● **Work task**: Type the records out again in full, exactly.

● **Entries shown**:
-- -- --

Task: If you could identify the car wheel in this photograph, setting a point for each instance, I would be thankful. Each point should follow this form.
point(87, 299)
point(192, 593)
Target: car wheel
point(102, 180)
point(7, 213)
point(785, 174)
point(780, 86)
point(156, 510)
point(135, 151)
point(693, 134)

-- -- --

● **Response below**:
Task: If you could identify the car wheel in this photograph, setting a point for each instance, I would be thankful. Each point should follow this form.
point(87, 299)
point(192, 593)
Target: car wheel
point(102, 180)
point(7, 213)
point(785, 174)
point(780, 86)
point(156, 510)
point(135, 151)
point(693, 134)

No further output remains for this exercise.